Segment Start: Records shown

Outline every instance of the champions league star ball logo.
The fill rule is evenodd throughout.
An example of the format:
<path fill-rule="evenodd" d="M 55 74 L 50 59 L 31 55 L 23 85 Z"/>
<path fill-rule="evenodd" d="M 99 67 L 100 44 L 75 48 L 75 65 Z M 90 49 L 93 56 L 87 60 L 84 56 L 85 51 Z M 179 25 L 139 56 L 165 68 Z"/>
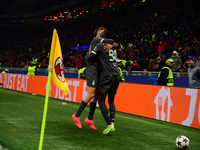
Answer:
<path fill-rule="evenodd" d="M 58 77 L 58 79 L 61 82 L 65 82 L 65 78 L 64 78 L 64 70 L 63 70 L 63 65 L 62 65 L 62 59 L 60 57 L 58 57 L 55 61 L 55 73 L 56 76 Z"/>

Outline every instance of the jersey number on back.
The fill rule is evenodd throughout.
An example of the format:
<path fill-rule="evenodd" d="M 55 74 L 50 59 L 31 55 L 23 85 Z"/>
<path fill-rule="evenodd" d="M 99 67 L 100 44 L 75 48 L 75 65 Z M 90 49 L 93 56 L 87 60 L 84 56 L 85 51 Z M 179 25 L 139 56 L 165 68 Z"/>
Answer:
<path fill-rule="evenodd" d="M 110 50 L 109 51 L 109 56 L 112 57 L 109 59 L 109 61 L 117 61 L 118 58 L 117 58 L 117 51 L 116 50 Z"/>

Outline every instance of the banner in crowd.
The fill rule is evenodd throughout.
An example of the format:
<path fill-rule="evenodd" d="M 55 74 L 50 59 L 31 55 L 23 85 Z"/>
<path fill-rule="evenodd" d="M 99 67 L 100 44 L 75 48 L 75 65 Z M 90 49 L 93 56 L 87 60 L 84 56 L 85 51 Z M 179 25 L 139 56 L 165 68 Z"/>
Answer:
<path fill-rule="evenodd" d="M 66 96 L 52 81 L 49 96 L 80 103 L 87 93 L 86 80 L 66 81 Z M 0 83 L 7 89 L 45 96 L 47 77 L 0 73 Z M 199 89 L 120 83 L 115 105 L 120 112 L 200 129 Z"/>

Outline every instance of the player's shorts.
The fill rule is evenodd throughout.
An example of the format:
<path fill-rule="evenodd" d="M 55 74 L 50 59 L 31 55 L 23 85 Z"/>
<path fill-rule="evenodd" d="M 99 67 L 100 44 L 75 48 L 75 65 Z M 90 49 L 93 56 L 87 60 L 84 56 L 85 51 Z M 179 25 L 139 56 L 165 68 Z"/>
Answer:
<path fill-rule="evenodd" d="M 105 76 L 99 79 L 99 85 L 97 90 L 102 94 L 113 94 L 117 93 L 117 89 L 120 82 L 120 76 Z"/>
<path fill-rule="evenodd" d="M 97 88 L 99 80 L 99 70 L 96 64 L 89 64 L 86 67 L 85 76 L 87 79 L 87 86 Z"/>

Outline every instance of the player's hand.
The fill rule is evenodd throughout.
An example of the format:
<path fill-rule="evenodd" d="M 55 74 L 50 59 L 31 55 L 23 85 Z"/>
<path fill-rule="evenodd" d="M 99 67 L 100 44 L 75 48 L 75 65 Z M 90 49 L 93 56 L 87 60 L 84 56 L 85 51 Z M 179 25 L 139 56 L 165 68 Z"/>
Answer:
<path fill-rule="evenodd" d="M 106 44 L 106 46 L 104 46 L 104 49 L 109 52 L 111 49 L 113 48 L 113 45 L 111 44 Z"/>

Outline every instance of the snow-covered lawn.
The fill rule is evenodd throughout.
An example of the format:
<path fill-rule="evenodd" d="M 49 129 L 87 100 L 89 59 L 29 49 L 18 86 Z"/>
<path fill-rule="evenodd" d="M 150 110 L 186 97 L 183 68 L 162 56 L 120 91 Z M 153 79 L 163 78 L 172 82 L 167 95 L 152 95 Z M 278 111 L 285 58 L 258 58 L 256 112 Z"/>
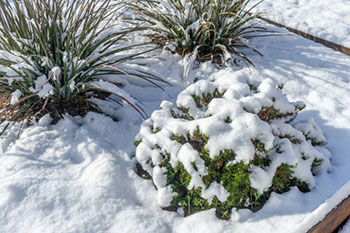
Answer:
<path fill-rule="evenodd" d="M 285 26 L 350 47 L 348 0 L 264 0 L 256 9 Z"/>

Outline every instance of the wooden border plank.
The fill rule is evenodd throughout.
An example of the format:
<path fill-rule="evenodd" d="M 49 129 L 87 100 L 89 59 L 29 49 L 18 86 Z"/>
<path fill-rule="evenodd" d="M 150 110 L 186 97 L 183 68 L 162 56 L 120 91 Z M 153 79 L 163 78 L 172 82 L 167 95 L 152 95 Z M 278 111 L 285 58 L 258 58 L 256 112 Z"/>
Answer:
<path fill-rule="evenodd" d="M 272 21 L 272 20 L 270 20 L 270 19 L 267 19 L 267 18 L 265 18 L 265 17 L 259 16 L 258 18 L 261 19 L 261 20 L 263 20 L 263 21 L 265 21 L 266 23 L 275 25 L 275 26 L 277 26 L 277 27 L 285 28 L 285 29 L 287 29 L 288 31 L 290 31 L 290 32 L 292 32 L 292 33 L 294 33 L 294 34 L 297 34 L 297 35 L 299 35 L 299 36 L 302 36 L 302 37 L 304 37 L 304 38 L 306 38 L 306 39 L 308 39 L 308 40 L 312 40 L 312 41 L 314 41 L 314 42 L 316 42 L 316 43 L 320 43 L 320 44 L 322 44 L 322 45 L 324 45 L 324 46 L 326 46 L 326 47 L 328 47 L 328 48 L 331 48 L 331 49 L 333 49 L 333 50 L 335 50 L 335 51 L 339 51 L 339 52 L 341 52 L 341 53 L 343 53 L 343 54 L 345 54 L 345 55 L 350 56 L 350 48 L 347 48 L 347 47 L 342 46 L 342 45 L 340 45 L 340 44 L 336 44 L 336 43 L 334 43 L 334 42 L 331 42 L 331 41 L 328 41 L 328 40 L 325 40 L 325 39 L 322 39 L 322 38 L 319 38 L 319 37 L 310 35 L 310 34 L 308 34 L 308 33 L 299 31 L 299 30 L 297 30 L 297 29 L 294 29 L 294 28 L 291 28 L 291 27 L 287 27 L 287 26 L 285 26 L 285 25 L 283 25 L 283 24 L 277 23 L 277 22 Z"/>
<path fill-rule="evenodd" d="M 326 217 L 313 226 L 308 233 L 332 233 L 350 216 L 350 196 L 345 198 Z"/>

Segment End: Records shown
Segment Start: Records shown

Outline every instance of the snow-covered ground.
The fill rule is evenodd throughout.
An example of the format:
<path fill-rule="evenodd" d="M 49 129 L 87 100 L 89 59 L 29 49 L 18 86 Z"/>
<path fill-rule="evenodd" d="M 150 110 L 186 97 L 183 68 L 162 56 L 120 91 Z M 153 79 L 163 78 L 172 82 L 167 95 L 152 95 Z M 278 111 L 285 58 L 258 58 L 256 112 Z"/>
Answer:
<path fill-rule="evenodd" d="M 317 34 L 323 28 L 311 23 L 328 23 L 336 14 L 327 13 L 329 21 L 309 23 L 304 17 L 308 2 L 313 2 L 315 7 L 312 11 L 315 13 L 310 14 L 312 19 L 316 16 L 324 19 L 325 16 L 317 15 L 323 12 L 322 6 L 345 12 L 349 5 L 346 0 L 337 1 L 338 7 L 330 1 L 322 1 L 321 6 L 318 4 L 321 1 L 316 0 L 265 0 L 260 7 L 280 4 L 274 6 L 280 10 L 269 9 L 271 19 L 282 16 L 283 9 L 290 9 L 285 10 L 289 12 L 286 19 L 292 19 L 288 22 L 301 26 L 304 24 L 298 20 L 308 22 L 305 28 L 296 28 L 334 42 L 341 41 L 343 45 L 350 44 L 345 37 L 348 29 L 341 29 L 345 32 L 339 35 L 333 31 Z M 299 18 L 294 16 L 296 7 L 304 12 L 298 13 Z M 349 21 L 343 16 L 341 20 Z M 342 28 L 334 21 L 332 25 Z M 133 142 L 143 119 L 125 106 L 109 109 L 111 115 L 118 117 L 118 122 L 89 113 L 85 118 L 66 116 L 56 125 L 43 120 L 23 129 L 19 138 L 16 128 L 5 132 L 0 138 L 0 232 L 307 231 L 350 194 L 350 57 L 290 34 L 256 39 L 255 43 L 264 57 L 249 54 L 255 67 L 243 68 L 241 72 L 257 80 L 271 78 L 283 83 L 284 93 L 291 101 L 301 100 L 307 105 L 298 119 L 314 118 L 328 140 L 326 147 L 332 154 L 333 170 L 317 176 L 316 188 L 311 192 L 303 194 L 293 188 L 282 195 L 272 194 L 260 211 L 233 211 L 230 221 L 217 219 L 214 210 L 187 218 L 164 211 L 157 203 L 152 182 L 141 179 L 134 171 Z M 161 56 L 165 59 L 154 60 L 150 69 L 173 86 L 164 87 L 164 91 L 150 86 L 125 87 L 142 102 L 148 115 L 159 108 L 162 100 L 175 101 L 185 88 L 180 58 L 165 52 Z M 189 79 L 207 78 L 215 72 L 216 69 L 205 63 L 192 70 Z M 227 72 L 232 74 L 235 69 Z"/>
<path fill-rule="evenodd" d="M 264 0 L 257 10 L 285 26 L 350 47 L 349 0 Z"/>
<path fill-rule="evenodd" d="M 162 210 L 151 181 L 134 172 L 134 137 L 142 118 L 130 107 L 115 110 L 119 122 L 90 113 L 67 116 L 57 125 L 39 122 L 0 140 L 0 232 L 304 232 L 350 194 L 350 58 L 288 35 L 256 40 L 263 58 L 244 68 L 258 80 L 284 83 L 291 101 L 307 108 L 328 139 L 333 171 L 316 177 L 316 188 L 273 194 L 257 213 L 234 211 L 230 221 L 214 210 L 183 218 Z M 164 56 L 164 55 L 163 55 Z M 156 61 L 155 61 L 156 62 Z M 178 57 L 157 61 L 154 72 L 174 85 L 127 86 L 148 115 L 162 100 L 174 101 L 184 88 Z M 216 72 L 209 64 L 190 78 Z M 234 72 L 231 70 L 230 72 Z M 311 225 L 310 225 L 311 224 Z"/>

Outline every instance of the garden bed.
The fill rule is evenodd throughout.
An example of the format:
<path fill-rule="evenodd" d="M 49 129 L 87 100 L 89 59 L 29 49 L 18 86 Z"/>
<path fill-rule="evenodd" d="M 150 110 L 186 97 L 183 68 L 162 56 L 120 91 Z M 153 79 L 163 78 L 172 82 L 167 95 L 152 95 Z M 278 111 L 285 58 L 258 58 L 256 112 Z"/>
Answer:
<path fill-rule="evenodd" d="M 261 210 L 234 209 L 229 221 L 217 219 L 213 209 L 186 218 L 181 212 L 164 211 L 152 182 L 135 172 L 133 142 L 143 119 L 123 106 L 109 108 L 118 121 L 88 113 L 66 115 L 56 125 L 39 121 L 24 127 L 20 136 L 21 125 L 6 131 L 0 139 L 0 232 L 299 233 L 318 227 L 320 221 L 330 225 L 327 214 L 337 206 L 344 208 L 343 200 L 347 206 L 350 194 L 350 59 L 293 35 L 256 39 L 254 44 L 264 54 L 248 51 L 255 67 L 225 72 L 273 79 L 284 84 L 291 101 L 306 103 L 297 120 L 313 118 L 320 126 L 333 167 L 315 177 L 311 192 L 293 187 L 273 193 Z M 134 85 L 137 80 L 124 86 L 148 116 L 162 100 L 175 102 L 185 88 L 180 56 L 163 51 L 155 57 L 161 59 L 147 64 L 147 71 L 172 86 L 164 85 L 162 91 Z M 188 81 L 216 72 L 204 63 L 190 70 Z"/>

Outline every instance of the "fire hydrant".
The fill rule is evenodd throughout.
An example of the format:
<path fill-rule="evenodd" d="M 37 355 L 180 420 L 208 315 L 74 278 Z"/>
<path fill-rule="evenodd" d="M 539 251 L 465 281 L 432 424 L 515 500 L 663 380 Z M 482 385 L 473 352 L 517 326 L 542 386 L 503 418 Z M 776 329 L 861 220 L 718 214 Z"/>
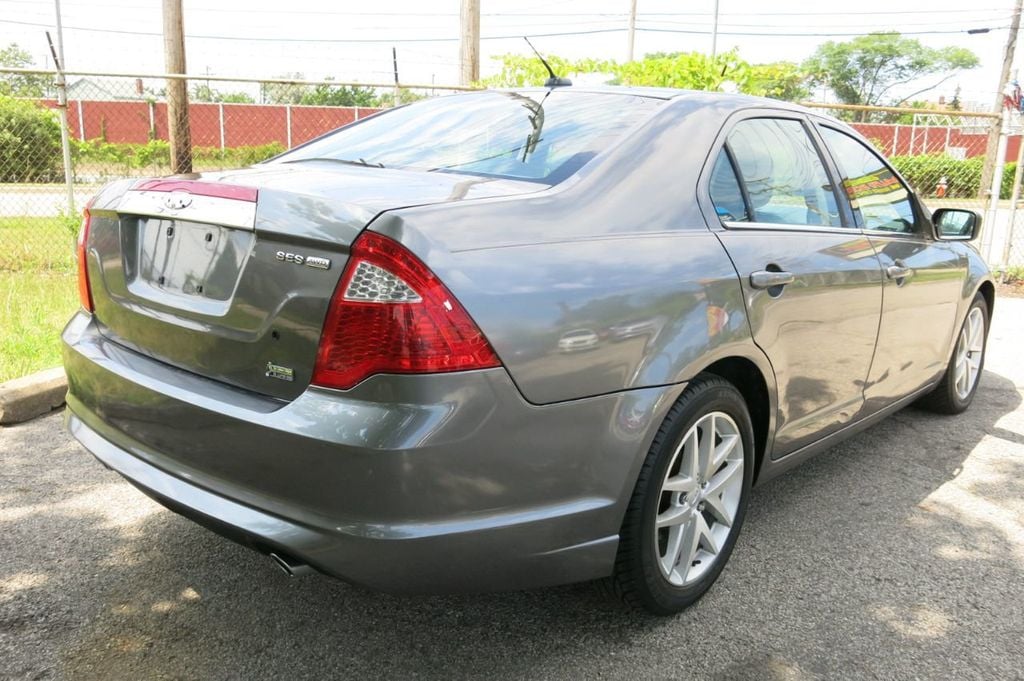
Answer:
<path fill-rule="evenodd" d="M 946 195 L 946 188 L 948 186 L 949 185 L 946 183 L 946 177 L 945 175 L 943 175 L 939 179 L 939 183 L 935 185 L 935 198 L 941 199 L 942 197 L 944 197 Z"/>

Segment End: Records shown
Segment Start: Records shown

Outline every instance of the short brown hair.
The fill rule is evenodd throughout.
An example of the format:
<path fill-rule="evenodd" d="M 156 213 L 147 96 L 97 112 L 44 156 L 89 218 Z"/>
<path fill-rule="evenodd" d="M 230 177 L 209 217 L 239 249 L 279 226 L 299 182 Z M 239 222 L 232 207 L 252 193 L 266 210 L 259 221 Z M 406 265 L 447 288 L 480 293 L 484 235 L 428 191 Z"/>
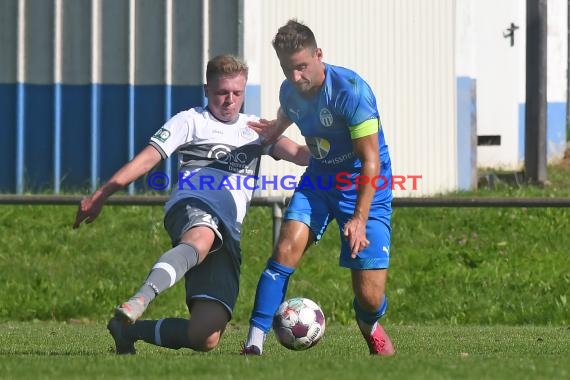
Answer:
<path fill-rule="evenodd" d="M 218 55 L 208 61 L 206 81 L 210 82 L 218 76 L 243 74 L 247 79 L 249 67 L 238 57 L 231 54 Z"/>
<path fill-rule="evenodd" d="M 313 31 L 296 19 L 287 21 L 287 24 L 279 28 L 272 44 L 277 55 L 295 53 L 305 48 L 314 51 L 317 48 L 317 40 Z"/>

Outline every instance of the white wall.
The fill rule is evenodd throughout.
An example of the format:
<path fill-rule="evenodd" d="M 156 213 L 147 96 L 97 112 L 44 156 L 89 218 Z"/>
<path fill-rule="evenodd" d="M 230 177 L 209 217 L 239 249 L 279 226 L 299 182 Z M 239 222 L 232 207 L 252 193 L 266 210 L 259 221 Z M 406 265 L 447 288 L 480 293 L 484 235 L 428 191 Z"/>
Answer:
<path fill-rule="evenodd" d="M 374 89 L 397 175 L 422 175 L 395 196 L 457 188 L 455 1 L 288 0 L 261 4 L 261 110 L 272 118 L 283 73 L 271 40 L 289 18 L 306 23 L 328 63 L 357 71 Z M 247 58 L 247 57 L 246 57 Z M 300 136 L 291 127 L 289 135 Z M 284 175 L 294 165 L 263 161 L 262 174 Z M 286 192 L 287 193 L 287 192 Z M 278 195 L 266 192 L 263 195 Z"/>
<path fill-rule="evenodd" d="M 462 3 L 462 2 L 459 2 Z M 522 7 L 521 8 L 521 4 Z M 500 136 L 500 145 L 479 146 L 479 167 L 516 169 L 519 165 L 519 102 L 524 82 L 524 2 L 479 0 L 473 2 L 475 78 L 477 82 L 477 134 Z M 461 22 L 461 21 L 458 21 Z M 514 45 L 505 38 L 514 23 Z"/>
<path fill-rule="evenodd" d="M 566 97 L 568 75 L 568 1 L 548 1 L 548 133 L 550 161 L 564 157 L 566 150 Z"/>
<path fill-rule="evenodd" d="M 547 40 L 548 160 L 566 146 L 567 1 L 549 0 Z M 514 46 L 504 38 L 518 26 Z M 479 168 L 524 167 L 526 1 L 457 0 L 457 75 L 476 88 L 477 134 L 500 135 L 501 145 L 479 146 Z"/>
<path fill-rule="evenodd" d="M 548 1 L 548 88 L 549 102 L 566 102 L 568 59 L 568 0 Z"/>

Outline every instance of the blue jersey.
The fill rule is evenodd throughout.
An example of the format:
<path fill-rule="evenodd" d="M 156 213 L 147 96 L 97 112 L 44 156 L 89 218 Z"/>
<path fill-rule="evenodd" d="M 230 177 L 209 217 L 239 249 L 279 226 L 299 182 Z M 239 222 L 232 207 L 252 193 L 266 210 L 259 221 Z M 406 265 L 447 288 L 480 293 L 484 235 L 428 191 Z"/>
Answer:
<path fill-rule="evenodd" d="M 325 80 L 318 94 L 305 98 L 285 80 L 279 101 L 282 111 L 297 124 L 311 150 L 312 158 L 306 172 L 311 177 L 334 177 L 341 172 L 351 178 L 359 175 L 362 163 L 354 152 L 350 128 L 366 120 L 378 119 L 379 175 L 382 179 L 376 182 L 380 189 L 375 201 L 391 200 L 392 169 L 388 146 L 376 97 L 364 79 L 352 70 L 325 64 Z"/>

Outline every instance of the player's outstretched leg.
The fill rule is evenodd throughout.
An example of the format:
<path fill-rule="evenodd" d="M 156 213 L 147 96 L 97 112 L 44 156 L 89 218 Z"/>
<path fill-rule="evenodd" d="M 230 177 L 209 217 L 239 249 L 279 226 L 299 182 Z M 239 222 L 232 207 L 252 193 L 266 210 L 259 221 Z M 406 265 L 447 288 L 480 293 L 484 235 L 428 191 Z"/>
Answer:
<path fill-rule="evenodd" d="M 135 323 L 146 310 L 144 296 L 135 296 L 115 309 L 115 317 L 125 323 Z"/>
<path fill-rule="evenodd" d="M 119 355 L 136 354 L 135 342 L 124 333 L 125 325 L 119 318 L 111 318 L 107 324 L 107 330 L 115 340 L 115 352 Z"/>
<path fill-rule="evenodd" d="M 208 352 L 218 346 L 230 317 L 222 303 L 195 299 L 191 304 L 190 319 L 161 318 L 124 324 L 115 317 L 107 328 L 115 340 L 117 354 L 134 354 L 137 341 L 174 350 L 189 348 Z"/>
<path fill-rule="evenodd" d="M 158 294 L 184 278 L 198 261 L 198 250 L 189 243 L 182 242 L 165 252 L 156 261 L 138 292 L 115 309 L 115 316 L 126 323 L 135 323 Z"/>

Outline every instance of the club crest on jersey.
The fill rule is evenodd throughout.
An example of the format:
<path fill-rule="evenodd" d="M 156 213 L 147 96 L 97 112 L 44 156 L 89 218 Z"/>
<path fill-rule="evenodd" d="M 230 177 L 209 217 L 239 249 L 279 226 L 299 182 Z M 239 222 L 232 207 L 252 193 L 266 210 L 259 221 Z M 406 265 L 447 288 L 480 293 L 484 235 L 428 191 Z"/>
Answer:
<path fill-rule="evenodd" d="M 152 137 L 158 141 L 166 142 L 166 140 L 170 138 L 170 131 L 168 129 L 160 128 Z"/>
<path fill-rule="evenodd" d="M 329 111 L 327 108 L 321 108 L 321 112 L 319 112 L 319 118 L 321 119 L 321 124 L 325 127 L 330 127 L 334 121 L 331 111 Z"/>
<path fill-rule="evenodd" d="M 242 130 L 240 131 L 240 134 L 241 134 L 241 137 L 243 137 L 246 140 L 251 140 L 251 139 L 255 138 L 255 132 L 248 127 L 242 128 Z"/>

Segment End: Records shown

- What you have to do: Your answer should consist of all lines in the listing above that contain "snow".

- Answer to this task:
Outline every instance of the snow-covered lawn.
Outline every instance of the snow-covered ground.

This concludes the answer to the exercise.